DATA FOR THIS EXERCISE:
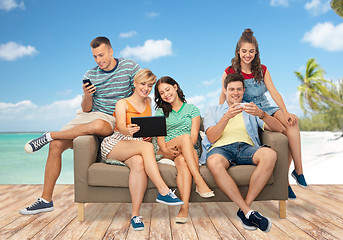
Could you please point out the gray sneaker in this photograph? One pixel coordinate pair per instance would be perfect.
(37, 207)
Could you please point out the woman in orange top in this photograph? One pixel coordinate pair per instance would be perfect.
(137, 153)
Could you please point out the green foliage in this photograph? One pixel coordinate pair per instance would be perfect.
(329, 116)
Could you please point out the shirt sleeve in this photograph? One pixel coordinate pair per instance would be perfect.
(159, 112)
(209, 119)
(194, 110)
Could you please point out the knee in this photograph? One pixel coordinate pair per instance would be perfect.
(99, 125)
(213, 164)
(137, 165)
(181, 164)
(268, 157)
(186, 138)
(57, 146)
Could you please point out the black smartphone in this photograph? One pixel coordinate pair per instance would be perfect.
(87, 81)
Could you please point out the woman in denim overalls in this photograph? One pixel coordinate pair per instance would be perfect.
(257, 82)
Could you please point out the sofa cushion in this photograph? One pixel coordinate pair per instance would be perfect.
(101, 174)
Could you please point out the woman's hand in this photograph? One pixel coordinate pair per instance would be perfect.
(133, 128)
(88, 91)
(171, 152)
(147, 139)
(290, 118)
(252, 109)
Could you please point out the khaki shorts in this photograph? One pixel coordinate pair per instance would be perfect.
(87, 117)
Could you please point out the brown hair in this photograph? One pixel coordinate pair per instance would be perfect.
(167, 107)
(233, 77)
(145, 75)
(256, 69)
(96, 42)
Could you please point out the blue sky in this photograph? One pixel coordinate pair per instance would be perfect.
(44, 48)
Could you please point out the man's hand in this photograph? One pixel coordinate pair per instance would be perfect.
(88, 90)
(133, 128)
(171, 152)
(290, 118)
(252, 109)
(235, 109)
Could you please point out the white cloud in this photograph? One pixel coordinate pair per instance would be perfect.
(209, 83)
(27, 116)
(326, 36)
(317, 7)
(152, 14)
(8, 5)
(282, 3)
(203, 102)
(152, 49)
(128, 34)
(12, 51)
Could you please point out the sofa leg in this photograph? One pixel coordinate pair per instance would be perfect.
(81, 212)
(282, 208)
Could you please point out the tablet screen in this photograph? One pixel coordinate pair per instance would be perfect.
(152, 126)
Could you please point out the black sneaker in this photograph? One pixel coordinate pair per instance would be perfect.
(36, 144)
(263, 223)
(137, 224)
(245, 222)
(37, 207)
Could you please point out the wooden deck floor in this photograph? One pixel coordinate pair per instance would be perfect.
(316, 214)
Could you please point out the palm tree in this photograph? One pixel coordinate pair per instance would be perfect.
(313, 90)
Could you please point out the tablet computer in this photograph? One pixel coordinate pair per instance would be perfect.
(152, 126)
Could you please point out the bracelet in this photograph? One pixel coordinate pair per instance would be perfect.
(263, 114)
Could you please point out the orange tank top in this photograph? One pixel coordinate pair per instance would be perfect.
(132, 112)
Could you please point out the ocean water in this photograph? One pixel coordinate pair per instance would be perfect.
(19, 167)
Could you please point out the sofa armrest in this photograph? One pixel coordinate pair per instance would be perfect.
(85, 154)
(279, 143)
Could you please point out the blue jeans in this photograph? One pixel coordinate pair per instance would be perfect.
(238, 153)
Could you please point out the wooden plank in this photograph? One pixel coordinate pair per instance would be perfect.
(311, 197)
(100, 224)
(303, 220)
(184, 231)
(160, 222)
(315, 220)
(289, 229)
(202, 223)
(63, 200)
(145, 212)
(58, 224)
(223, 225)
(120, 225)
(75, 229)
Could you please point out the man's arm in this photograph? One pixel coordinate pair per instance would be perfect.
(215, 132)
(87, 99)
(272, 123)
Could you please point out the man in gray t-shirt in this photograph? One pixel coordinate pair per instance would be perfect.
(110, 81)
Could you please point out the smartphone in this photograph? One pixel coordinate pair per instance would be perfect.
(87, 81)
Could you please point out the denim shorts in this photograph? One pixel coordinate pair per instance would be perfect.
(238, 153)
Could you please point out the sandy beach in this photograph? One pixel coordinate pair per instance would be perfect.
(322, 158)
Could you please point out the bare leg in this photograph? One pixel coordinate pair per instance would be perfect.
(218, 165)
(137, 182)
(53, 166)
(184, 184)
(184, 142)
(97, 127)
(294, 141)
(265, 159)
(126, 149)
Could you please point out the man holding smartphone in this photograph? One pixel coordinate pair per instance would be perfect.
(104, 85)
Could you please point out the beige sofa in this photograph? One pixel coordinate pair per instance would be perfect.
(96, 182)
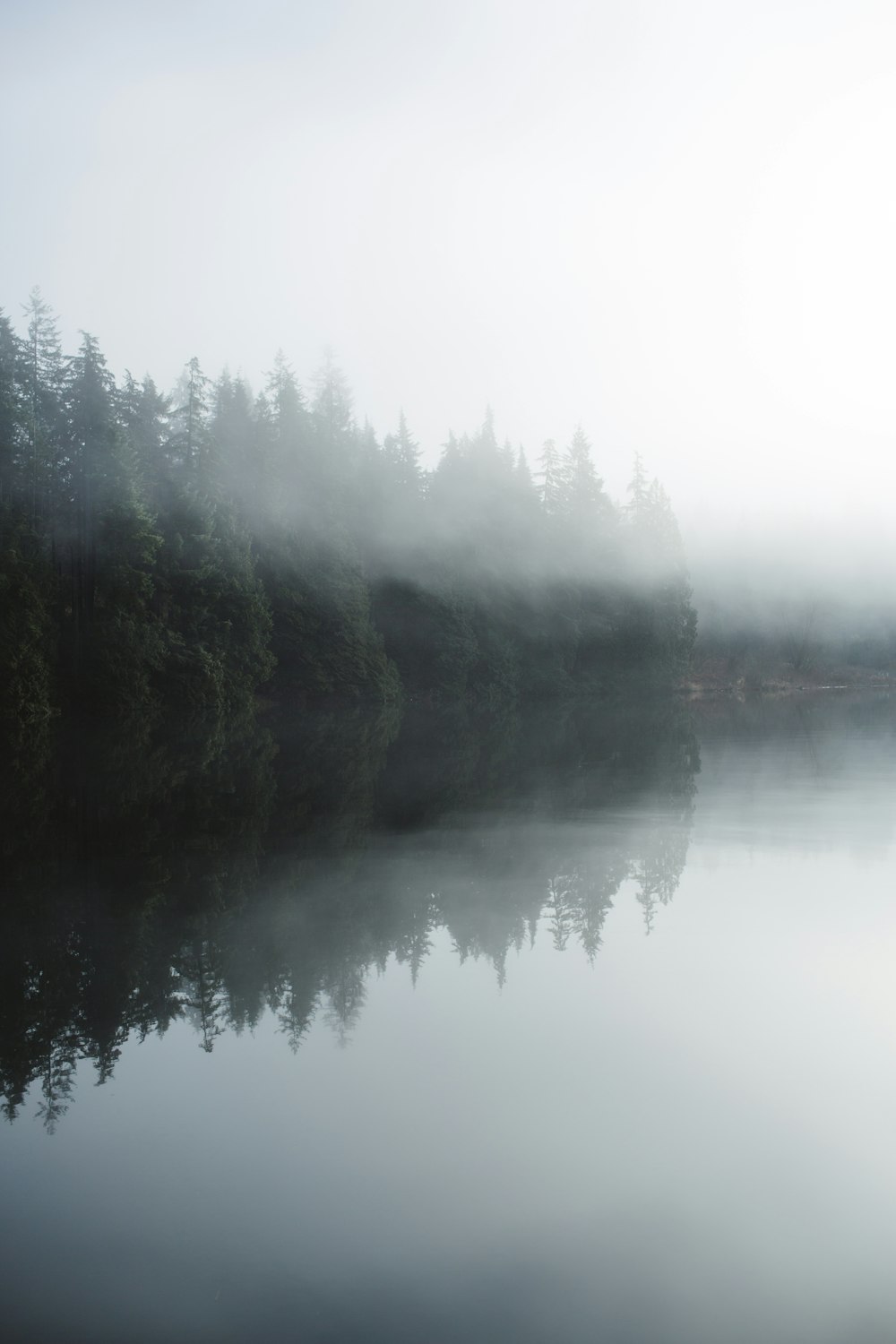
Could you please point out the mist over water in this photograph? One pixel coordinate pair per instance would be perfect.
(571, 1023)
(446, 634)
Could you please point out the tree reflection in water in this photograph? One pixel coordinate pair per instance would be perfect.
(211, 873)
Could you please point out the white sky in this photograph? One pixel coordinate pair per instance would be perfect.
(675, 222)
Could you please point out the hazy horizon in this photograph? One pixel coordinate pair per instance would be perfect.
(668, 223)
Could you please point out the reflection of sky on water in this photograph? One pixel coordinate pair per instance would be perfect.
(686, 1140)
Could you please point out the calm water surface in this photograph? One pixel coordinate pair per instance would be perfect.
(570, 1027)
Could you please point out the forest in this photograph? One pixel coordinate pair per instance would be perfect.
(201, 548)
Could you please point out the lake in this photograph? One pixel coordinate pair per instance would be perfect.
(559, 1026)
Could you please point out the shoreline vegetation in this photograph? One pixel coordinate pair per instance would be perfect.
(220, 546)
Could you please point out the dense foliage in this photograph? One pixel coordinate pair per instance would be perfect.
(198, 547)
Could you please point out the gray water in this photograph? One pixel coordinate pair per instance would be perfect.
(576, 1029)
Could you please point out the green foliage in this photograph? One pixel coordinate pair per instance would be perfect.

WORK REQUIRED:
Your copy must match the records above word for word and contain no pictures.

RESPONSE TO THIS TASK:
Could you please point out the gray sneaker in this photograph? One pixel coordinate pair per instance would be perfect.
(37, 207)
Could you please point out the woman in orange top in this photograph? One pixel coordinate pair per instance would be perfect.
(137, 153)
Could you please point out the green foliage in this photograph? One pixel coordinate pair per instance would be perfect.
(329, 116)
Could you please point out the shirt sleeve in this photograph? One pixel coordinate pair per instance would be perfect.
(159, 112)
(209, 119)
(194, 110)
Could you please point out the knee in this photograph? One pixel coordinate pair per instance would be perfect.
(99, 125)
(213, 164)
(137, 165)
(181, 164)
(268, 157)
(186, 138)
(57, 146)
Could you please point out the black smartphone in this photograph? One pixel coordinate pair per instance would be perfect.
(87, 81)
Could you please point out the woman in denim overalls in this photograph? One pixel coordinate pair per instance would be perfect.
(257, 82)
Could you please point out the sofa cushion in this photograph? One pixel coordinate pair per instance would be perfect.
(101, 174)
Could you please point out the woman's hand in this photograph? One pixel coordinate pair per instance would be perfect.
(133, 128)
(88, 91)
(171, 152)
(147, 139)
(290, 118)
(252, 109)
Could you please point out the khaki shorts in this photograph? One pixel coordinate pair per instance would be perfect.
(87, 117)
Could you please point out the brown hair in this photograph? One pixel coordinate pair per instance would be perfect.
(167, 107)
(233, 77)
(145, 75)
(256, 69)
(96, 42)
Could you please point out the blue sky in this photograph? One pixel coordinate pair per instance would be perfect.
(44, 48)
Could you please point out the man's hand in this photograph? One pixel coordinate pair per instance would be perfect.
(88, 90)
(133, 128)
(171, 152)
(290, 118)
(252, 109)
(235, 109)
Could you please point out the white cloud in this photograph? One pixel coordinate pair per instance would be perfect.
(209, 83)
(27, 116)
(326, 36)
(317, 7)
(152, 14)
(8, 5)
(282, 3)
(203, 102)
(152, 49)
(128, 34)
(12, 51)
Could you please point out the sofa leg in this photograph? One pixel coordinate pair per instance would be perfect.
(81, 212)
(282, 208)
Could you please point out the tablet screen in this photograph? One pixel coordinate pair per instance would be perfect.
(152, 126)
Could you please point out the black sneaker in this photograph? One pixel coordinate pair per instance would be perfect.
(36, 144)
(263, 223)
(137, 224)
(245, 222)
(37, 207)
Could you please point out the wooden deck floor in this photograph? One pixel coordinate pair per instance would be perfect.
(316, 214)
Could you please point out the palm tree in this photograph? One pixel coordinate pair per instance would be perfect.
(313, 90)
Could you please point out the tablet computer in this photograph? One pixel coordinate pair per instance would be perfect.
(152, 126)
Could you please point out the bracelet in this photograph? One pixel coordinate pair per instance would be perfect.
(263, 114)
Could you please point out the orange tank top in this photograph? One pixel coordinate pair per instance would be perfect.
(132, 112)
Could you please point out the ocean water in this photograph? One pixel coordinate pair per instance would be perfect.
(19, 167)
Could you please point out the sofa armrest in this photograph? One pixel coordinate pair per instance would be perfect.
(85, 154)
(279, 143)
Could you please point out the blue jeans in this photograph? One pixel coordinate pair per instance would be perfect.
(238, 153)
Could you please point out the wooden plank in this photograph? One pixel coordinate pair per instance would be perfect.
(311, 197)
(100, 224)
(303, 220)
(184, 231)
(160, 222)
(315, 220)
(289, 229)
(202, 223)
(63, 200)
(145, 212)
(58, 224)
(223, 225)
(120, 225)
(75, 229)
Could you please point out the man's arm in this photograph? One pixel coordinate pair per instance would be perfect.
(215, 132)
(87, 99)
(272, 123)
Could you please point out the man in gray t-shirt in this photograph? One pixel coordinate pair per instance would be perfect.
(110, 81)
Could you please point out the smartphone in this photograph? One pixel coordinate pair per instance would be perfect.
(87, 81)
Could you please point out the denim shorts in this photograph? One pixel coordinate pair per instance would be perfect.
(238, 153)
Could you please point out the sandy beach in this photograph? One pixel coordinate pair per instance would be perfect.
(322, 158)
Could you please point out the bare leg in this photograph? One pixel coordinate pair per instance would be perfect.
(218, 165)
(137, 182)
(53, 166)
(184, 184)
(184, 142)
(97, 127)
(294, 141)
(265, 159)
(126, 149)
Could you please point out the man holding smartphone in this photograph? One pixel coordinate pair per instance would be perfect.
(104, 85)
Could you please point out the beige sofa in this photograph? One pixel coordinate pair per instance would be perfect.
(96, 182)
Could you please point out the mist over water in this photograph? One pixel coordinate pair per instance would be perfect.
(571, 1023)
(446, 634)
Could you please point out the tree reflection in water in this photograph? One pixel coordinate pair per instance would be perfect.
(211, 873)
Could you please point out the white sky in this photograph? One pixel coordinate pair per instance would be perfect.
(675, 222)
Could you please point out the hazy horizon in this photograph? One pixel coordinate pair per instance would be perfect.
(668, 223)
Could you please point out the reflection of sky on water in this photograph? One pixel coordinate pair per instance would be perfect.
(686, 1140)
Could you please point out the calm water surface in this photograph? One pixel coordinate pair per instance would be perfect.
(570, 1027)
Could you please point out the forest in this photograph? One pixel coordinate pair per instance would be perfect.
(201, 548)
Could you please point out the lake in this photograph? One pixel coordinate pair per instance would be perfect.
(559, 1026)
Could you please point out the shoreline vegetation in this photograph? One pixel coordinate pair per instance would be perfect.
(220, 546)
Could you please point out the dense foliage in this photograph? One pixel coordinate pair per instance would be perfect.
(198, 547)
Could you please point out the gray water in this photograph? One pixel coordinate pair per instance would be perfect.
(576, 1029)
Could you please point out the green foliage in this photograph? One pixel coordinate pair per instance would be perfect.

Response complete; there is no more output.